## Entries shown
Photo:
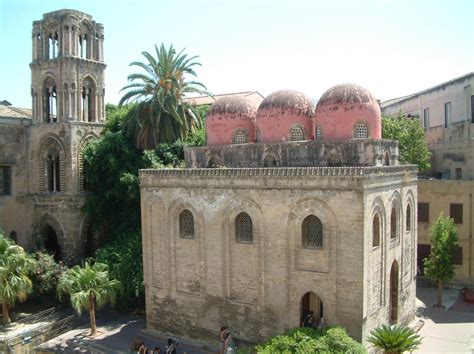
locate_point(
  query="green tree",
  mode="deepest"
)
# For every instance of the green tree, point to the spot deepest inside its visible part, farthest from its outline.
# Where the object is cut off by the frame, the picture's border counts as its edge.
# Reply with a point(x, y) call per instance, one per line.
point(439, 265)
point(15, 285)
point(394, 339)
point(160, 114)
point(89, 288)
point(124, 257)
point(411, 137)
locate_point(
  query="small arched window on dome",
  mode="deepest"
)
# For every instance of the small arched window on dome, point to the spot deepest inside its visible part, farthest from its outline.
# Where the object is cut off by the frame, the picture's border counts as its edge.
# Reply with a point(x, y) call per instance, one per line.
point(318, 133)
point(296, 133)
point(240, 136)
point(361, 131)
point(243, 228)
point(312, 232)
point(269, 161)
point(186, 224)
point(376, 231)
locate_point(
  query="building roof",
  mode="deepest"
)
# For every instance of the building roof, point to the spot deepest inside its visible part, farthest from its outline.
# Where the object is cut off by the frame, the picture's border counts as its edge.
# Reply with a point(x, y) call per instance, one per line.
point(9, 111)
point(392, 101)
point(203, 100)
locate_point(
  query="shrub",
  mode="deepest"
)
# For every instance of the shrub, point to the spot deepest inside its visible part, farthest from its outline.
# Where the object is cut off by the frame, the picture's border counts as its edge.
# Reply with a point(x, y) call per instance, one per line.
point(394, 339)
point(308, 340)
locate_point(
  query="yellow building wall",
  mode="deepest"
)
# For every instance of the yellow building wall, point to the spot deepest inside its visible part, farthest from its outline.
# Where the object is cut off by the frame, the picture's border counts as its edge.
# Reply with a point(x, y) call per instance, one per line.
point(440, 194)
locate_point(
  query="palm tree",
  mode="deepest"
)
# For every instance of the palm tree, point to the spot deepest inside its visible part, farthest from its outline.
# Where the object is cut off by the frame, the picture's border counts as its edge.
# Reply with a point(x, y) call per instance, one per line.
point(89, 288)
point(394, 339)
point(159, 113)
point(14, 281)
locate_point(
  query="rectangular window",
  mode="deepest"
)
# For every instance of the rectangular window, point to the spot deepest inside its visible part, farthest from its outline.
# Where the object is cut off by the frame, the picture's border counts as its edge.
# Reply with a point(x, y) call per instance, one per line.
point(447, 114)
point(5, 180)
point(423, 212)
point(458, 256)
point(455, 212)
point(426, 118)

## What is being asked
Look through the data above and report every line in which "wall" appears.

## Task answer
  query="yellow building wall",
# For every instance of the yellow building wall, point to the spot deepest inside its visible part, farthest from its outline.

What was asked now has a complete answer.